Exercise ▸ Every line of the material that follows must be printed again exactly.

—————

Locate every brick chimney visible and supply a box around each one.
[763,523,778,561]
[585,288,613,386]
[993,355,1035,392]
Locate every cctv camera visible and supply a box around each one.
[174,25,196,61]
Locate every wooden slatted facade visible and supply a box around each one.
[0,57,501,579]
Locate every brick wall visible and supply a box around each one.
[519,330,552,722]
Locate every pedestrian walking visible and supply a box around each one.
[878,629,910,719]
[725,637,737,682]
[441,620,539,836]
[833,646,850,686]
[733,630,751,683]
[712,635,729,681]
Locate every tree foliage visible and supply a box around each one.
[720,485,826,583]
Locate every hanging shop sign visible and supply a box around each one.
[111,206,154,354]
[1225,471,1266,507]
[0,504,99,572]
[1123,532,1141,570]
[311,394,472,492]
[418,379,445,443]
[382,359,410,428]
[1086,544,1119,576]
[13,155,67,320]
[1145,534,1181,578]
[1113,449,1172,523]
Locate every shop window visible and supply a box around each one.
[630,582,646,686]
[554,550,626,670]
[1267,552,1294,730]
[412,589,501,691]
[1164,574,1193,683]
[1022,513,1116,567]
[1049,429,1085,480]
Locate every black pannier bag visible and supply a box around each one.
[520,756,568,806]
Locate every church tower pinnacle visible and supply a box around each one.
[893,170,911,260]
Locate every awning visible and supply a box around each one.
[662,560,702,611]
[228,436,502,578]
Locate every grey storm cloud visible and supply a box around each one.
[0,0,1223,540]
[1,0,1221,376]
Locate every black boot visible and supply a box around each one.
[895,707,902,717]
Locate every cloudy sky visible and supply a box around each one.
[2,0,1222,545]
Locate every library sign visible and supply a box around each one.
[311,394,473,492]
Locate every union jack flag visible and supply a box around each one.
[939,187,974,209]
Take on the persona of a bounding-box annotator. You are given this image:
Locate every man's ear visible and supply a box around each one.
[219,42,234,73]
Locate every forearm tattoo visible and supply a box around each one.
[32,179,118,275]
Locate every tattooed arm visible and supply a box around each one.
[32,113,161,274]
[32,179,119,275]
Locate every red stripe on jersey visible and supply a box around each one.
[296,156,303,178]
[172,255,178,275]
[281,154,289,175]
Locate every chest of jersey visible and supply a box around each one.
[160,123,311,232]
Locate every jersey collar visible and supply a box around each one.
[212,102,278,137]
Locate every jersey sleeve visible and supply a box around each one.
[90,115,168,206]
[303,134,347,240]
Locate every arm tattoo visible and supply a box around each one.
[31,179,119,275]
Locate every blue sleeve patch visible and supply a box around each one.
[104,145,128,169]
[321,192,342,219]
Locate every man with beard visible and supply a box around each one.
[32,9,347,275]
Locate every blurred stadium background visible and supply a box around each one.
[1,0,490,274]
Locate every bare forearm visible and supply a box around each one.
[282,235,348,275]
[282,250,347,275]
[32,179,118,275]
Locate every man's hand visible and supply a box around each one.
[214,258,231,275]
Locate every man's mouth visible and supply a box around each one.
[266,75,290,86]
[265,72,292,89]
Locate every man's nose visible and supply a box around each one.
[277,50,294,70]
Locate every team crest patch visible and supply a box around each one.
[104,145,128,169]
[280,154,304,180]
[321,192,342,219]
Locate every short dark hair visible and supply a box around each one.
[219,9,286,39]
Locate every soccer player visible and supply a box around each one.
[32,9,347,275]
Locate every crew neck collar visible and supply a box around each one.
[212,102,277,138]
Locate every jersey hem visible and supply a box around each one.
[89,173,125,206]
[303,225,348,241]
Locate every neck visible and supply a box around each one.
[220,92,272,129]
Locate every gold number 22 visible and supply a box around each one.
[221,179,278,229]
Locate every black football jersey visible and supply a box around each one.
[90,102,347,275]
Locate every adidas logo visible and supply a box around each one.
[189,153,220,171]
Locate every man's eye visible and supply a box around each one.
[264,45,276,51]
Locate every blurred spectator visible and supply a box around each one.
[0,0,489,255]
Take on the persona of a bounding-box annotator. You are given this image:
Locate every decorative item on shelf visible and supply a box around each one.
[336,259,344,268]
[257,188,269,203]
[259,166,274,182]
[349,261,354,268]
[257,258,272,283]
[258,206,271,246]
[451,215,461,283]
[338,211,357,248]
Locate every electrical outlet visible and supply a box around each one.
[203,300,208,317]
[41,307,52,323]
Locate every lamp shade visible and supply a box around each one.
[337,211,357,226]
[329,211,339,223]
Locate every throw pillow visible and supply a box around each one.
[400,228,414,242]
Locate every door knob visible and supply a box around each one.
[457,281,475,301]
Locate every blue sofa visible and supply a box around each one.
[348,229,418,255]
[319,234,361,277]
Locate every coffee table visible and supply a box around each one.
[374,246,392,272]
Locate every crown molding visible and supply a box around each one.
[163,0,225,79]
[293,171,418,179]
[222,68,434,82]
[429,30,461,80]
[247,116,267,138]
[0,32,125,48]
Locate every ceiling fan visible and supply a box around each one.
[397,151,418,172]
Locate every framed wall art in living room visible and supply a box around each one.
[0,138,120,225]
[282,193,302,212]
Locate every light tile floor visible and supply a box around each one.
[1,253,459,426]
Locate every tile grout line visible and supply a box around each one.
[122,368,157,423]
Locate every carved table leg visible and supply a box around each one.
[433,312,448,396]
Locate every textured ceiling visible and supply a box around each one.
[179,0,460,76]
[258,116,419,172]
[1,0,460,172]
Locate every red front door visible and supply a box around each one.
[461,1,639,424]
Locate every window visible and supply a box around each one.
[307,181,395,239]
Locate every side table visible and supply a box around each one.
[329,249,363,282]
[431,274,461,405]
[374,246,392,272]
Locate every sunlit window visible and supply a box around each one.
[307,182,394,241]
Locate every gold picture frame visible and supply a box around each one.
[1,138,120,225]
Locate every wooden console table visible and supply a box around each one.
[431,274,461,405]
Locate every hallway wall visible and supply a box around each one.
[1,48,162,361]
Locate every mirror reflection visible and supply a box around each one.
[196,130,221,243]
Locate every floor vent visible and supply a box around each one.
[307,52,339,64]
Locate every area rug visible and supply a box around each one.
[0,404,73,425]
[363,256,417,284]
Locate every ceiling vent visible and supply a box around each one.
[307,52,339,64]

—————

Answer to this problem ▸
Locate every brick chimney visible and supply a box around each one.
[763,523,778,561]
[585,288,613,386]
[993,355,1035,392]
Locate every cctv camera visible and supply a box around each one.
[174,25,196,61]
Locate every wooden slatted facade visible and supply a box around each one.
[0,57,501,579]
Locate every brick wall visible and supply a box around each one.
[519,330,552,722]
Locate every pedestrian walking visible and supply a box around each one.
[878,629,910,719]
[725,637,737,682]
[441,620,539,836]
[833,646,850,686]
[733,630,751,683]
[712,635,729,681]
Locate every tree foliage visible and supply a box around each one.
[720,485,826,583]
Locate every hanging shop sign visible and supply a box around each one.
[111,206,154,354]
[1225,471,1266,507]
[0,504,99,572]
[1123,532,1141,570]
[311,394,472,492]
[418,379,445,443]
[382,359,410,428]
[1086,544,1119,576]
[13,155,67,320]
[1145,534,1181,578]
[1113,449,1172,523]
Locate every shop window visible and supply a box around each one.
[630,582,646,686]
[554,550,626,670]
[1267,552,1294,730]
[412,589,501,691]
[1164,574,1193,683]
[1022,513,1116,567]
[1049,429,1085,480]
Locate every black pannier bag visible and supply a box around each one.
[520,756,568,806]
Locate every church tower pinnacle visible and supply a box around each one.
[893,170,911,260]
Locate every awning visible and supply a box around each one.
[662,560,702,611]
[228,436,502,578]
Locate every grey storm cloud visible and supply a box around each one.
[0,0,1223,540]
[1,0,1221,376]
Locate every black boot visible and supply a box around each one.
[895,707,902,717]
Locate every cloudy sky visible and supply a box around each one.
[2,0,1222,545]
Locate every library sign visible and supply a box around each one.
[311,394,473,492]
Locate every union jack flag visible and supply a box around each one.
[939,187,974,209]
Take on the persona of a bounding-box annotator. You are given this image:
Locate every man's ear visible and supply a box around each one.
[219,42,234,73]
Locate every forearm tattoo visible and supply a box around each one.
[32,179,118,275]
Locate every tattooed arm visible and supply a box around each one.
[32,113,161,274]
[32,179,119,275]
Locate every red stripe on jersey visible and supply a box around each one.
[296,156,303,178]
[172,255,178,275]
[281,154,289,175]
Locate every chest of jersey visible and supply a box around each one.
[160,123,311,232]
Locate every jersey collar visible and supply a box around each one.
[212,102,278,137]
Locate every jersey sleeve visible and supply a box around each one.
[90,115,168,206]
[303,134,347,240]
Locate every arm tattoo visible and supply a box around each one.
[31,179,119,275]
Locate every blue sleeve patch visible and supply a box around each one.
[104,145,128,169]
[321,192,342,219]
Locate every man with beard visible and supply a box around each one.
[32,9,347,275]
Locate every blurred stadium background visible and supply a box around each one.
[1,0,490,274]
Locate every bare forearm visible and supply a box around each one.
[282,235,348,275]
[282,250,347,275]
[32,179,118,275]
Locate every man's hand visible and supply a box around each one.
[214,258,231,275]
Locate every man's mouth visible and supply a box around each one.
[266,75,290,86]
[265,72,292,89]
Locate every man's nose visible and supply a box around each one.
[277,50,294,70]
Locate every team crest patch visible and supply a box around each one.
[104,145,128,169]
[280,154,304,180]
[321,192,342,219]
Locate every short dark hair visible and supply a box around each one.
[219,9,286,39]
Locate every soccer player visible and supply a box around each one.
[32,9,347,275]
Locate every crew neck collar visible and supply a box around each one.
[212,102,277,138]
Locate every jersey hem visible and supply a box around each one.
[89,173,125,206]
[303,225,348,241]
Locate every neck visible and supply a box around each one.
[220,92,272,129]
Locate every gold number 22 visible and supply a box around each one.
[221,179,278,229]
Locate every black football jersey visible and supply a box around each one.
[90,102,347,275]
Locate every adidas logo visible and supply a box around each one.
[189,153,220,171]
Locate every man's eye visible and supply a box around each one.
[264,45,276,51]
Locate every blurred spectator visible and supply a box around each one.
[0,0,489,255]
Take on the persona of a bounding-box annotator. You are given this image:
Locate every decorative item on shelf visible and supply a box around each one.
[336,259,344,268]
[257,188,269,203]
[259,166,274,182]
[349,261,354,268]
[257,258,272,283]
[258,206,271,246]
[451,215,461,283]
[338,211,357,248]
Locate every electrical outlet visible and supply a box around each one.
[203,300,208,317]
[41,307,52,323]
Locate every lamp shade visible and supply a box around each one.
[337,211,357,226]
[329,211,339,223]
Locate every throw pillow visible and supply a box around each one.
[400,228,414,242]
Locate every door knob visible and supply a box around each one.
[457,281,475,301]
Locate every blue sofa visible and supply a box around each one.
[348,229,418,255]
[319,234,361,277]
Locate every coffee table visible and supply a box around each one.
[374,246,392,272]
Locate every crown molding visible and supply a box around each one.
[163,0,225,79]
[293,171,418,179]
[222,68,434,82]
[429,30,461,80]
[247,116,267,138]
[0,32,125,48]
Locate every ceiling fan visible and supply a box around each one.
[397,151,418,172]
Locate every framed wall art in living room visible and supply a box around each one.
[0,138,120,225]
[282,193,302,212]
Locate every light tile floor visible and supply a box around each one.
[1,253,459,426]
Locate every tile grout line visible and supply a box around each one.
[122,368,157,423]
Locate every carved table leg visible and supply a box around each one.
[433,312,448,396]
Locate every textured ceiling visible and supply a box around each one.
[179,0,460,76]
[258,116,419,172]
[1,0,460,172]
Locate every red front door visible and supply a box around each one.
[461,1,639,424]
Locate every window visible and supply a box around each one.
[307,181,395,239]
Locate every side table visible and supply a box around each one.
[329,249,363,282]
[431,274,461,405]
[374,246,392,272]
Locate every sunlit window visible and supply a box around each one.
[307,182,394,241]
Locate every gold picture frame visible and supply a box around each one.
[1,138,120,225]
Locate every wooden console table visible and supply a box around each one.
[431,274,461,405]
Locate every hallway wall visible and supply a box around each one.
[1,48,162,361]
Locate every mirror reflection visible and supply a box around each one.
[196,130,221,243]
Locate every floor vent visible and supply a box around each one.
[307,52,339,64]
Locate every area rug visible and supply a box around each one.
[0,404,73,425]
[363,256,417,284]
Locate every ceiling vent visible and supply a box around each one.
[307,52,339,64]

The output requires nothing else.